Pointing records

=-=-=

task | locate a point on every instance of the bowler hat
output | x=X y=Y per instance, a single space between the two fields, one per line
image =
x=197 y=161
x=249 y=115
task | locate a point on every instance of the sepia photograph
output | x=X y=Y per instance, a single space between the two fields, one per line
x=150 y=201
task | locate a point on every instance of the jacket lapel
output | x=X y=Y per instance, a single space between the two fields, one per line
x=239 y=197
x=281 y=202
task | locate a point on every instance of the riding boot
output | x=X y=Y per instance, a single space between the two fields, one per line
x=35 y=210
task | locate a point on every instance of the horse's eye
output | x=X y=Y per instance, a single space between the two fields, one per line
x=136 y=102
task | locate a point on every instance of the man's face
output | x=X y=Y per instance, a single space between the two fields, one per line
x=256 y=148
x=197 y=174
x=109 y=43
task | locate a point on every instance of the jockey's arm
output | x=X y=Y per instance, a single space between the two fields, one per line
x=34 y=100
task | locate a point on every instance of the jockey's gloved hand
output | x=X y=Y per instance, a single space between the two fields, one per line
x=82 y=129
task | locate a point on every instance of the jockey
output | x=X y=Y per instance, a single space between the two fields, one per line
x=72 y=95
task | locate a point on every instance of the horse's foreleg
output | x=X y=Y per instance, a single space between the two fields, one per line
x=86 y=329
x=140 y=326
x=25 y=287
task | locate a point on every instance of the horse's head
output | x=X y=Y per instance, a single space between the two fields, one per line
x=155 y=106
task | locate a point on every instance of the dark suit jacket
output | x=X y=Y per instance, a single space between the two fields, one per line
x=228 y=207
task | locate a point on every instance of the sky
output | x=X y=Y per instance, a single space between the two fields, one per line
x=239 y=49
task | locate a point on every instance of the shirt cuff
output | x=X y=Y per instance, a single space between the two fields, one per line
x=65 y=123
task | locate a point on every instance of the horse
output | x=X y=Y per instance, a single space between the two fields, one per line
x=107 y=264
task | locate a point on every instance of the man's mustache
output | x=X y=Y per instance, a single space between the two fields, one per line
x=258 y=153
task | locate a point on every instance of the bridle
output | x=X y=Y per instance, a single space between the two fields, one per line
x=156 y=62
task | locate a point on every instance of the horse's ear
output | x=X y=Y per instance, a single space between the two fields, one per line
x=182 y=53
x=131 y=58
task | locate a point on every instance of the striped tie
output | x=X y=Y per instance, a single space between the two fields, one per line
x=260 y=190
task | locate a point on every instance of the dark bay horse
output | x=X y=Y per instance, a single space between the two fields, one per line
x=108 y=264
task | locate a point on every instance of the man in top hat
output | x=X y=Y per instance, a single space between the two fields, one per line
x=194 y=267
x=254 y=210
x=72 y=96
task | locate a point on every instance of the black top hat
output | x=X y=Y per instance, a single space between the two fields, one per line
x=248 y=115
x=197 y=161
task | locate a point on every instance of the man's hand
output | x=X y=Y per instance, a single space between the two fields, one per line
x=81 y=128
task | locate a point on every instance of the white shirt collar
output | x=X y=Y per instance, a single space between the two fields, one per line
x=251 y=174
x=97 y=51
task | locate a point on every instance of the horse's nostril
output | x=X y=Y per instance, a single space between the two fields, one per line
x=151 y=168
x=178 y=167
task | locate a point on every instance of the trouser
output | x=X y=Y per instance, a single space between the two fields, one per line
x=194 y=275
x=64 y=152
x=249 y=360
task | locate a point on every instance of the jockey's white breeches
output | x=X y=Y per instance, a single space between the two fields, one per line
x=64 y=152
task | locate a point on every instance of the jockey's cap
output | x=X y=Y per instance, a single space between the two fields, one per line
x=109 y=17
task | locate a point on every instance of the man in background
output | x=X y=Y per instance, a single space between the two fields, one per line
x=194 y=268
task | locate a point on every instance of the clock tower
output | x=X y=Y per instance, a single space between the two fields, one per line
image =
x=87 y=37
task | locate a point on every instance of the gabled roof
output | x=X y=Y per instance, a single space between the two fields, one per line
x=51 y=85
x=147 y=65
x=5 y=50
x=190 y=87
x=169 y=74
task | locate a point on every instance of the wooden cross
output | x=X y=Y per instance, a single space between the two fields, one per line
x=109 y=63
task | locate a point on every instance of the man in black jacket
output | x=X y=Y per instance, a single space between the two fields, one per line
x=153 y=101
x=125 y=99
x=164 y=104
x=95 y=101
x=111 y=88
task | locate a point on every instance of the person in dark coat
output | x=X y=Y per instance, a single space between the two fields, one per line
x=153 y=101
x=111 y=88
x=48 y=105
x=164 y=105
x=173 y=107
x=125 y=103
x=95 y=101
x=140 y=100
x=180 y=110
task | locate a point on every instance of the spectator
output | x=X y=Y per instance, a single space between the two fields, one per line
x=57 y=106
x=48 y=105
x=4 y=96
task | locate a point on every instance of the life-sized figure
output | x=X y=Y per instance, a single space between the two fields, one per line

=-=-=

EXERCISE TASK - Recast all of the pointing records above as a numbered list with one line per entry, omitting any blank lines.

PROBLEM SOLUTION -
1. task | locate a point on every instance of the bowler hat
2. output | x=X y=Y per instance, a single space between the two fields, one per line
3. image =
4. x=197 y=161
5. x=249 y=115
6. task | locate a point on every instance of the sepia photograph
7. output | x=X y=Y per instance, a single space between the two fields, one per line
8. x=150 y=201
9. task | locate a point on every instance of the jacket lapel
10. output | x=X y=Y per instance, a single space between the two fields, one per line
11. x=239 y=197
12. x=281 y=202
13. task | locate a point on every instance of the riding boot
14. output | x=X y=Y per instance, a single space between the two fields, one per line
15. x=35 y=210
16. task | locate a point on every instance of the horse's eye
17. output | x=X y=Y per instance, a single space between the two fields, one per line
18. x=136 y=102
19. task | locate a point on every instance of the man's face
20. output | x=X y=Y per instance, a single space between the two fields, one per line
21. x=256 y=148
22. x=197 y=174
23. x=109 y=43
24. task | locate a point on every instance of the jockey's arm
25. output | x=X y=Y per instance, a single space between the two fields, one per line
26. x=34 y=100
27. task | locate a point on every instance of the jockey's gloved hand
28. output | x=X y=Y per instance, a single space between the two fields, one per line
29. x=82 y=129
30. task | locate a point on every instance of the jockey
31. output | x=X y=Y per instance, a single space between the two fields, one per line
32. x=72 y=95
33. task | locate a point on every instance of the horse's foreleg
34. output | x=X y=Y per instance, a single space between the two fields, one per line
35. x=86 y=329
36. x=140 y=326
37. x=25 y=287
38. task | locate a point on every instance of the horse's head
39. output | x=X y=Y per instance, a single space between the two fields, one per line
40. x=155 y=106
41. task | locate a point on every instance of the dark suit jacket
42. output | x=X y=Y per instance, a single space between the two fields, one per line
43. x=228 y=207
44. task | locate a point on every instance of the sky
45. output | x=X y=Y per instance, a single space between the two fields, one per line
46. x=239 y=49
47. task | locate a point on every instance of the shirt cuff
48. output | x=X y=Y per instance, a single space between the two fields, one per line
49. x=65 y=123
50. task | locate a point on every instance of the horse
51. output | x=X y=Y per instance, a single space between the two fields, one per line
52. x=107 y=264
53. task | locate a point on every instance of the man's mustache
54. output | x=X y=Y per instance, a single space between the two fields, one per line
55. x=258 y=153
56. task | locate a point on every instance of the bridle
57. output | x=X y=Y per instance, a single space between the two fields, one per line
58. x=156 y=62
59. task | locate a point on every instance of the horse's ear
60. output | x=X y=Y per instance, a single space between the two fields, one per line
61. x=182 y=53
62. x=131 y=58
63. task | locate a point on every instance of the striped tie
64. output | x=X y=Y per instance, a single space between the two fields, one per line
65. x=260 y=190
66. task | locate a point on every instance of the dark bay horse
67. output | x=X y=Y per instance, a single space between the two fields, one per line
68. x=108 y=264
69. task | locate a point on every instance of the man in top hat
70. output | x=X y=Y per instance, a single space between the two fields, one per line
71. x=194 y=267
72. x=254 y=210
73. x=72 y=96
74. task | locate a point on every instance of the black top hat
75. output | x=X y=Y per instance, a single space between the two fields, one per line
76. x=248 y=115
77. x=197 y=161
78. task | locate a point on every instance of the man's hand
79. output | x=X y=Y per instance, a single space between the two fields, one per line
80. x=81 y=128
81. task | locate a point on every instance of the white shirt collar
82. output | x=X y=Y per instance, a single space between the two fields, one per line
83. x=251 y=174
84. x=97 y=51
85. task | locate a point on every instance of the horse's nostril
86. output | x=X y=Y per instance, a single space between the two fields, one per line
87. x=151 y=168
88. x=178 y=167
89. task | locate a point on every instance of the trouser
90. output | x=X y=Y per instance, a single space between the two fields, one per line
91. x=194 y=275
92. x=64 y=152
93. x=249 y=360
94. task | locate a point on every instance of the jockey's white breeches
95. output | x=X y=Y per instance, a single space between the two fields, one per line
96. x=64 y=152
97. task | locate a point on every instance of the jockey's cap
98. output | x=X y=Y per instance, a single space between the two fields, one per line
99. x=109 y=17
100. task | locate a point on every instance of the man in background
101. output | x=X y=Y per instance, a single space between the two fields, one per line
102. x=194 y=268
103. task | locate a point on every instance of the clock tower
104. output | x=X y=Y per instance, a single space between the two fields, one per line
105. image =
106. x=87 y=37
107. task | locate a point on every instance of the gabled roof
108. output | x=X y=Y per instance, a single space between the two fields, one per line
109. x=51 y=85
110. x=147 y=65
111. x=5 y=50
112. x=190 y=87
113. x=169 y=74
114. task | locate a point on every instance of the wooden cross
115. output | x=X y=Y per instance, a single space between the two fields, one per line
116. x=109 y=63
117. task | locate a point on every instance of the man in black jacket
118. output | x=X y=Y per instance, a single space between the two fields, one per line
119. x=153 y=101
120. x=125 y=99
121. x=164 y=104
122. x=95 y=101
123. x=111 y=88
124. task | locate a point on every instance of the person in dark coat
125. output | x=X y=Y per instance, a single space between the two fields, one per line
126. x=153 y=101
127. x=111 y=88
128. x=48 y=105
129. x=164 y=105
130. x=173 y=107
131. x=125 y=103
132. x=95 y=101
133. x=140 y=100
134. x=180 y=110
135. task | locate a point on every instance of the spectator
136. output | x=X y=Y per instance, a single space between the two fields, one per line
137. x=57 y=106
138. x=48 y=105
139. x=4 y=96
140. task | locate a point on every instance of the life-sized figure
141. output | x=X y=Y per instance, a single space between the two fields, one per line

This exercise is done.